§ PASSAGE GIVEN

20 Oct 2022
Macroeconomics for dummies: A Comprehensive Guide
In this article, we'll do our best to help you understand how the big picture of macroeconomics influences crypto and financial markets.
Introduction to Macroeconomics and Crypto
How Macroeconomics Influences the Crypto Landscape
If you somehow found yourself reading this article, just know you’re not a dummy. We're here to help you make sense of the broader crypto landscape - and part of that means understanding the broader macroeconomic landscape.
This article is part of Flagship’s ongoing series of crypto-industry news and updates from across the Cryptoverse. Join our Discord and never fall behind on what’s happening in crypto!
Macroeconomics and Financial Market Predictions
So, what do we mean by macro and what does it have to do with crypto? Currently, we’re experiencing international conflicts, supply chain issues, inflation is soaring and so much more (that I can write a weekly article about recapping the weekly macro news). Notably, macroeconomic factors have affected nearly all the asset markets, not just cryptocurrency, as investors struggle to find a safe haven for their money.
Let’s just break down the financial market really quickly. Financial markets are just a form of prediction businesses. Most investors (The reader) do not freely admit this. Probably because predictions by nature involve error, probabilities, and uncertainty. Whatever one decides to call it, your job as an investor is to properly forecast an assets direction.

§ PARTS OF THE EXERCISE
a - Reproduce the macroeconomics article word for word from "This article is" to "for their money.".
b - From the entries, quote exactly the lines from the line with "Given the image above, enumerate every bird's tail" to the line with "[149,664,258,786]", both included, and leave out the pictures.
The macroeconomics article and the entries after it are separate, unrelated material.

§ DATA SECTION
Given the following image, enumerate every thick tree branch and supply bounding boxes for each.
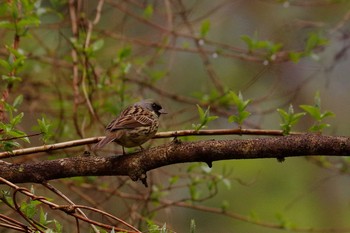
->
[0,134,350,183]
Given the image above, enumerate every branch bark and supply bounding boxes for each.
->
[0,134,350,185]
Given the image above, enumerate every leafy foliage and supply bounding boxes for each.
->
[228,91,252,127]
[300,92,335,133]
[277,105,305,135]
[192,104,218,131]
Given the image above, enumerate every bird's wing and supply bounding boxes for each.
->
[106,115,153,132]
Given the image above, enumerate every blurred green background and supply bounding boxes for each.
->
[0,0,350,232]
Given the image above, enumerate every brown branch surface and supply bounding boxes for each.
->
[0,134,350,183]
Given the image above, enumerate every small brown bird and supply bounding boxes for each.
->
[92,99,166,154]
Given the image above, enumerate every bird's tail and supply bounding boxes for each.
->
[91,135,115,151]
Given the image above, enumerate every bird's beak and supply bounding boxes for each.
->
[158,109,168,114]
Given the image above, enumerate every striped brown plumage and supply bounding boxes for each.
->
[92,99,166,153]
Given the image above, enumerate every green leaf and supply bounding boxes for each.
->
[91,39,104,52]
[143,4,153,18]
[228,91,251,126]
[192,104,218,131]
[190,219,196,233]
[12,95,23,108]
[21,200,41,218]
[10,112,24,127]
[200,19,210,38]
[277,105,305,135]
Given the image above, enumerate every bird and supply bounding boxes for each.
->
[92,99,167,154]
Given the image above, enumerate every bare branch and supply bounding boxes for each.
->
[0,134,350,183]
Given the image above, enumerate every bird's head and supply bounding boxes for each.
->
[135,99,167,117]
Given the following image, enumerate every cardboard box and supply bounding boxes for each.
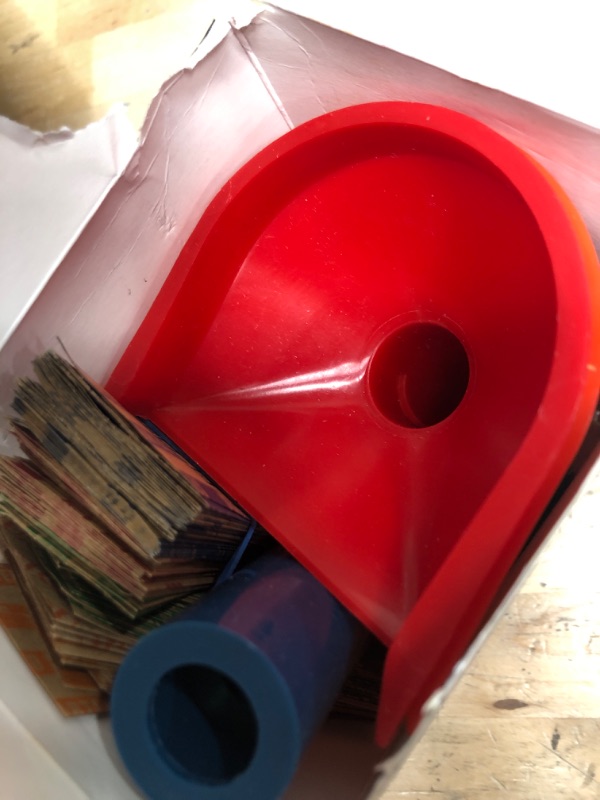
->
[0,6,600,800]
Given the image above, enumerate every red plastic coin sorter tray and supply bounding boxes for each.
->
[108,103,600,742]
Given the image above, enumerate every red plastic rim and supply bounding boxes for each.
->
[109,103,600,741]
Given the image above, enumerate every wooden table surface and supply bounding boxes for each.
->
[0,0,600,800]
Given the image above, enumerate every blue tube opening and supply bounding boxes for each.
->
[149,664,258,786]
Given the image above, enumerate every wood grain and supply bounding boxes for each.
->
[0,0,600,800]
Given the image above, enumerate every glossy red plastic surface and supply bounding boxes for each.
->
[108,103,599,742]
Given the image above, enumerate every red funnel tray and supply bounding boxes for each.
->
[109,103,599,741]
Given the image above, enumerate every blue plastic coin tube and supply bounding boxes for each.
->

§ RESULTS FOR THE EXERCISE
a -
This article is part of Flagship’s ongoing series of crypto-industry news and updates from across the Cryptoverse. Join our Discord and never fall behind on what’s happening in crypto!
Macroeconomics and Financial Market Predictions
So, what do we mean by macro and what does it have to do with crypto? Currently, we’re experiencing international conflicts, supply chain issues, inflation is soaring and so much more (that I can write a weekly article about recapping the weekly macro news). Notably, macroeconomic factors have affected nearly all the asset markets, not just cryptocurrency, as investors struggle to find a safe haven for their money.

b -
Given the image above, enumerate every bird's tail and supply bounding boxes for each.
->
[91,135,115,151]
Given the image above, enumerate every bird's beak and supply bounding boxes for each.
->
[158,109,168,114]
Given the image above, enumerate every striped brown plumage and supply bounding boxes for each.
->
[92,99,166,153]
Given the image above, enumerate every green leaf and supply bounding boxes for each.
->
[91,39,104,52]
[143,4,153,18]
[228,91,251,126]
[192,104,218,131]
[190,219,196,233]
[12,95,23,108]
[21,200,41,218]
[10,112,24,127]
[200,19,210,38]
[277,105,305,135]
Given the image above, enumerate every bird and supply bounding boxes for each.
->
[92,99,167,154]
Given the image above, enumerate every bare branch and supply bounding boxes for each.
->
[0,134,350,183]
Given the image above, enumerate every bird's head and supply bounding boxes for each.
->
[135,99,167,117]
Given the following image, enumerate every cardboard box and supply bounding boxes for each.
->
[0,6,600,800]
Given the image above, enumerate every red plastic coin sorter tray and supply bounding boxes for each.
->
[108,103,600,742]
Given the image above, enumerate every red plastic rim and supply bounding boxes for each.
->
[109,103,600,741]
Given the image above, enumerate every wooden table surface and supply bounding boxes for each.
->
[0,0,600,800]
Given the image above, enumerate every blue tube opening and supply bounding boxes for each.
->
[149,664,258,786]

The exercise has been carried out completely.